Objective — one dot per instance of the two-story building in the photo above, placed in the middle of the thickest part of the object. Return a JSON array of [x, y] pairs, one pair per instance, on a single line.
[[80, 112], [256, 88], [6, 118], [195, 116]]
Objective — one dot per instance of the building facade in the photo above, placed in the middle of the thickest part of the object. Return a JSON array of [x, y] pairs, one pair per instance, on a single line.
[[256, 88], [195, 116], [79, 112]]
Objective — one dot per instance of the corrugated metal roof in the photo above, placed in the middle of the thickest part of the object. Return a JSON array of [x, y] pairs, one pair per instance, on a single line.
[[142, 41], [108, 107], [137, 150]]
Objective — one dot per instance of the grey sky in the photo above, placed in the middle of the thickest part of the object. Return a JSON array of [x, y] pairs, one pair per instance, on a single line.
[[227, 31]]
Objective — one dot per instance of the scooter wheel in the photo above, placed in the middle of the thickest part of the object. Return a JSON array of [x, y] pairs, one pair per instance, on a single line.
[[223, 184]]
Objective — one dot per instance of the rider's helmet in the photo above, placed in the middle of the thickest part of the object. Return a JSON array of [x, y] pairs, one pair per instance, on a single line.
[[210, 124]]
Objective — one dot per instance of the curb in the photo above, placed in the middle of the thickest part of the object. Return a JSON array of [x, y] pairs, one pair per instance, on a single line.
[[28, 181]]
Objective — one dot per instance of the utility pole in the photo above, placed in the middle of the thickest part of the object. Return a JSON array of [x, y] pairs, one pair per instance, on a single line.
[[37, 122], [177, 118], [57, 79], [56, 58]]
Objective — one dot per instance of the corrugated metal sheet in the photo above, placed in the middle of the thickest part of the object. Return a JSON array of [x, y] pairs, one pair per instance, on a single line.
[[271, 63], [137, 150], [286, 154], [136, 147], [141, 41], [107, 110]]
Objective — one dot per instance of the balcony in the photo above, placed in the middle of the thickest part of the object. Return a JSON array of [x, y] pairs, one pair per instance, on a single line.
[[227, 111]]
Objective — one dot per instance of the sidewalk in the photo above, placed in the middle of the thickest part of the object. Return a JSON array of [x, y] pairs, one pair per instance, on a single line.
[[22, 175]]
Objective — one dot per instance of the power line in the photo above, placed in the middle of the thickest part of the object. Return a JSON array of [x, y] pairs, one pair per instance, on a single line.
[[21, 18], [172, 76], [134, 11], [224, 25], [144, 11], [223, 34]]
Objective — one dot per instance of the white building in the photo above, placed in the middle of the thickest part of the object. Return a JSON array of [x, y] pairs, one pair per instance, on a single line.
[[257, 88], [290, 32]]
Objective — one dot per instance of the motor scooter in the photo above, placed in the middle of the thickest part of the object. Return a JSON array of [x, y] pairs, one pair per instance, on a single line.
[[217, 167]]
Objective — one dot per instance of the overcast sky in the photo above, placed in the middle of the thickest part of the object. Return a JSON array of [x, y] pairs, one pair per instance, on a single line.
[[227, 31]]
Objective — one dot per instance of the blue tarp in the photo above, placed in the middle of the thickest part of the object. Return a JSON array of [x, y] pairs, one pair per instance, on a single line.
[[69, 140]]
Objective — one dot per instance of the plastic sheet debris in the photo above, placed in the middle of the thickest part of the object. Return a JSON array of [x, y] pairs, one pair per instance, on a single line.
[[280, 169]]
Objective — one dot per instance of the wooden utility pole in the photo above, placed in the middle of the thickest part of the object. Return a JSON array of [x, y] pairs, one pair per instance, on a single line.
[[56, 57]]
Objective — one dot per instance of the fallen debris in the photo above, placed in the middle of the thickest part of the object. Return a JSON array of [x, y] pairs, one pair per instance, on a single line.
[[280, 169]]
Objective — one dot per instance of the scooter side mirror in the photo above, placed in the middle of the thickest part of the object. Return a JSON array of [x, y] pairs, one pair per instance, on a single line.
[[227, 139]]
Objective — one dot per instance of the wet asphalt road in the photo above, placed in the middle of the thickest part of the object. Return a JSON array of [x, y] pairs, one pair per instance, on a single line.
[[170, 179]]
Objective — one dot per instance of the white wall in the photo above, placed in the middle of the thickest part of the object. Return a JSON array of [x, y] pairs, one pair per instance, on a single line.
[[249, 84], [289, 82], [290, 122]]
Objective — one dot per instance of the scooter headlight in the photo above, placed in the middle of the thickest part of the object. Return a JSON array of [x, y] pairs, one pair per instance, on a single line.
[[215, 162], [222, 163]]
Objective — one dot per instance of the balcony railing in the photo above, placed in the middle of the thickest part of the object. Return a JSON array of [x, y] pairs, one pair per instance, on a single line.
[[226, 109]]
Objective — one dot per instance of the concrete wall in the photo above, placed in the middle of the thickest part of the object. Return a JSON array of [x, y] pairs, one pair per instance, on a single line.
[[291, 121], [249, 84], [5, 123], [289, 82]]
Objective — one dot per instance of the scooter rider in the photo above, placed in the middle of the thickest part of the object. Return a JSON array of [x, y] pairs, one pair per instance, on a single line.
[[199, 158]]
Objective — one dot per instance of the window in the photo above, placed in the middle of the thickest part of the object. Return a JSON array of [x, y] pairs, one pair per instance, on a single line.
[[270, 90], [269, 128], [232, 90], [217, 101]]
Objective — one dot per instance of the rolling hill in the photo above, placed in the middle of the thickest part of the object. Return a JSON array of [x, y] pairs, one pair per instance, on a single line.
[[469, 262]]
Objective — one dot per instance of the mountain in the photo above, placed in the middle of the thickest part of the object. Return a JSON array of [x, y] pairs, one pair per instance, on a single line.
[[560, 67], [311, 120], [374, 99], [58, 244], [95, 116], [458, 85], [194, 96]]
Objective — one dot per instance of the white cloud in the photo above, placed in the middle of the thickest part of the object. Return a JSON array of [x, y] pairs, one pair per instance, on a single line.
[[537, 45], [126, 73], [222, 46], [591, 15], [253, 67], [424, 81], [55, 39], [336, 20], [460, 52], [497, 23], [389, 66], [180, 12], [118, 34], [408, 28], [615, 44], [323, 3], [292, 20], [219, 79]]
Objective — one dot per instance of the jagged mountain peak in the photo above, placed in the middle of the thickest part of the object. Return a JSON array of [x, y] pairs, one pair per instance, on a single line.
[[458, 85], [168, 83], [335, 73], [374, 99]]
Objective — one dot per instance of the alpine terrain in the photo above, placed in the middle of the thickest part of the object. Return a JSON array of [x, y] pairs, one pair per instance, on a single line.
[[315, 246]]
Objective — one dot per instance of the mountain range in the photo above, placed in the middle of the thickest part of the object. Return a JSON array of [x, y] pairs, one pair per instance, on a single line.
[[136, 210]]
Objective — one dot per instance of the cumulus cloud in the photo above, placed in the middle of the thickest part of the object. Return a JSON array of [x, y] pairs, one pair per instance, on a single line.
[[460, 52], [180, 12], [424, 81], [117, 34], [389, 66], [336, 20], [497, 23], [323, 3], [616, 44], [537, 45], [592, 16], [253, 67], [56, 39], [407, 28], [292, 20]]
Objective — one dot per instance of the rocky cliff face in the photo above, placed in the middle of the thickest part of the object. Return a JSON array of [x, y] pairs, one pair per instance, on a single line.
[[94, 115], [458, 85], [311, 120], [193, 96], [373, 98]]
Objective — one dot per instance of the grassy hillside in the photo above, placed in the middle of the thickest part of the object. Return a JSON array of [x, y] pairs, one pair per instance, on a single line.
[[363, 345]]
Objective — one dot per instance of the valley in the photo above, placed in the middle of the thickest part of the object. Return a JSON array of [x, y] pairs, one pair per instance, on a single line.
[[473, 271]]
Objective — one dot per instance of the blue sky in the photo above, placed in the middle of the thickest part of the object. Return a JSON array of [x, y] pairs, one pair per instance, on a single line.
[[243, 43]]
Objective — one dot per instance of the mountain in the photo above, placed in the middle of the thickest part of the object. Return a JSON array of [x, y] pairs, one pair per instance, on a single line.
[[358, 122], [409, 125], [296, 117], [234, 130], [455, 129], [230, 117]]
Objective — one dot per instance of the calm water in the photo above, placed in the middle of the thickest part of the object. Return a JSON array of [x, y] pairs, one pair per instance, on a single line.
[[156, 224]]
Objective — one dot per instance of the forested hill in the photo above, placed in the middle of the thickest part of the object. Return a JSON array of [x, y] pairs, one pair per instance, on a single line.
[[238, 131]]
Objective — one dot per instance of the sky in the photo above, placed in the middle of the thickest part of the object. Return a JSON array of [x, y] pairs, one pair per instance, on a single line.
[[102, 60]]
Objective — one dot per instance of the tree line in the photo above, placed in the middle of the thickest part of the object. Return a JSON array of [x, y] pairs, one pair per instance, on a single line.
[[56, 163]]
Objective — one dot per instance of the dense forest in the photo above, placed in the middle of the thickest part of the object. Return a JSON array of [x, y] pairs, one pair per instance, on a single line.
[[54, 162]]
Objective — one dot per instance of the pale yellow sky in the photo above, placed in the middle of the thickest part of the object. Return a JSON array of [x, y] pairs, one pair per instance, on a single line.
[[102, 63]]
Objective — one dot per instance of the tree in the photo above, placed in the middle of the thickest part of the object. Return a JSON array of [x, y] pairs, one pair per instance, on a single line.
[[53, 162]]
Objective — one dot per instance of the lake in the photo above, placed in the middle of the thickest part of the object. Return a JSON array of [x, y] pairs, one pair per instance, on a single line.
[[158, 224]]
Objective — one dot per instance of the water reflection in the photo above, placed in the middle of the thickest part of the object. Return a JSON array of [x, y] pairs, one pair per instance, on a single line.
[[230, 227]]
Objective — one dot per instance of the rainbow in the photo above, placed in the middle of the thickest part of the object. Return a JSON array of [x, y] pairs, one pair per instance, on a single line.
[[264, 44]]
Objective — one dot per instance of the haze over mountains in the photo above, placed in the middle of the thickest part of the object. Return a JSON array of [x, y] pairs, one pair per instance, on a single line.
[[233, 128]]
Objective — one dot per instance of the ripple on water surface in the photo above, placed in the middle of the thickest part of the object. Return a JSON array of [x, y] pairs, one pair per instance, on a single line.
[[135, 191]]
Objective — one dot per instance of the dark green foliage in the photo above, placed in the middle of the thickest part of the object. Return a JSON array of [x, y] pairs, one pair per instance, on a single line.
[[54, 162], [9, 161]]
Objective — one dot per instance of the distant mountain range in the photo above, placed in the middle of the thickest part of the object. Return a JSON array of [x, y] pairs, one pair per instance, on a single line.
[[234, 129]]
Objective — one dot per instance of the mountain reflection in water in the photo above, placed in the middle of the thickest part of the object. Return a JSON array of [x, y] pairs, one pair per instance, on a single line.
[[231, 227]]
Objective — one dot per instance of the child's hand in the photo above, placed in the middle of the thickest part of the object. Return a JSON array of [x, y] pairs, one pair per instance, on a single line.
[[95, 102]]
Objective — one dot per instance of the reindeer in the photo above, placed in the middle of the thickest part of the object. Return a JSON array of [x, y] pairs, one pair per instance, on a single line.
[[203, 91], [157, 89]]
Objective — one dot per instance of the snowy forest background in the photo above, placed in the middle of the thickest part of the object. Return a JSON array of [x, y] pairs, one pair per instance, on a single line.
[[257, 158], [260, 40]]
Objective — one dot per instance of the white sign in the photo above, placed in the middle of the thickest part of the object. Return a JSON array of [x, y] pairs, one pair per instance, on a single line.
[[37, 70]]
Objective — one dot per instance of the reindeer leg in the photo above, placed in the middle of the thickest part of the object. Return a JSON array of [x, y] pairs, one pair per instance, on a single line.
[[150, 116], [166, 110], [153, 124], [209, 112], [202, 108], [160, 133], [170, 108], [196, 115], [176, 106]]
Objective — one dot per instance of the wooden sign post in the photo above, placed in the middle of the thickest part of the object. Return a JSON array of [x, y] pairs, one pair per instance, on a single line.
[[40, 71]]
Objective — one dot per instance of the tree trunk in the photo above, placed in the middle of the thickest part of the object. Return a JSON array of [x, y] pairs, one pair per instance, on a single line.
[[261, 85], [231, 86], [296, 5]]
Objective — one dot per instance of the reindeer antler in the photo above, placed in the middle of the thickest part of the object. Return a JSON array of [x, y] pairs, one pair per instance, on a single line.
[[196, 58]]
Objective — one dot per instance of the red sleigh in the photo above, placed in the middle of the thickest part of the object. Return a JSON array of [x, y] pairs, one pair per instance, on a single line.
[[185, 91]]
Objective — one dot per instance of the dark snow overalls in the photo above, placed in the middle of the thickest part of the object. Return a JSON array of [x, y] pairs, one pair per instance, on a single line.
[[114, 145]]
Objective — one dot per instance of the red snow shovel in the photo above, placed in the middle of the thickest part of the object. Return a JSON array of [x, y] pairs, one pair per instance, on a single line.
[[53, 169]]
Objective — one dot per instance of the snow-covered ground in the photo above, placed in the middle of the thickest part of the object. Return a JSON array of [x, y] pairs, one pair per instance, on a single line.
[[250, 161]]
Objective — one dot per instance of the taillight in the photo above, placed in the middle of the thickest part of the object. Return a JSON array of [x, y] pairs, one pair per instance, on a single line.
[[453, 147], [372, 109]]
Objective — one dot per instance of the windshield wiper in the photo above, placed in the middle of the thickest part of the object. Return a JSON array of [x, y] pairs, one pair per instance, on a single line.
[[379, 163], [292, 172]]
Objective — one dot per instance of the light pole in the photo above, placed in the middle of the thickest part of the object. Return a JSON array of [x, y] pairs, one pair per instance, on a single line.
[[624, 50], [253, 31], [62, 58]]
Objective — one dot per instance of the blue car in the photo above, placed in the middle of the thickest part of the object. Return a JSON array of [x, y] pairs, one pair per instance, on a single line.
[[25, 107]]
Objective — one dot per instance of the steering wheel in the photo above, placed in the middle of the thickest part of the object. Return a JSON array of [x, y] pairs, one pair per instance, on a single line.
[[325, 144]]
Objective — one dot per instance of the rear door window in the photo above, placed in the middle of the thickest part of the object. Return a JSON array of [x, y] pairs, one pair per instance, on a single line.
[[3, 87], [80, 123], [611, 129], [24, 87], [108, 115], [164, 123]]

####

Task brief: Please output, verbatim, the part of the rows above that opens with the line containing "Objective — one dot per instance of the dark green" and closes with the line containing "[[234, 129]]", both of those lines included.

Answer in full:
Objective — one dot per instance of the dark green foliage in the photo above, placed in the middle of the thickest part of the object. Return a JSON array of [x, y] pairs, one pair per instance, on a single line.
[[54, 162], [9, 161]]
Objective — one dot per instance of the distant mountain range in the photo above, placed in the middle of the thickest part of the object. Return a JSON array of [x, y] pairs, one pair per instance, on a single line.
[[234, 129]]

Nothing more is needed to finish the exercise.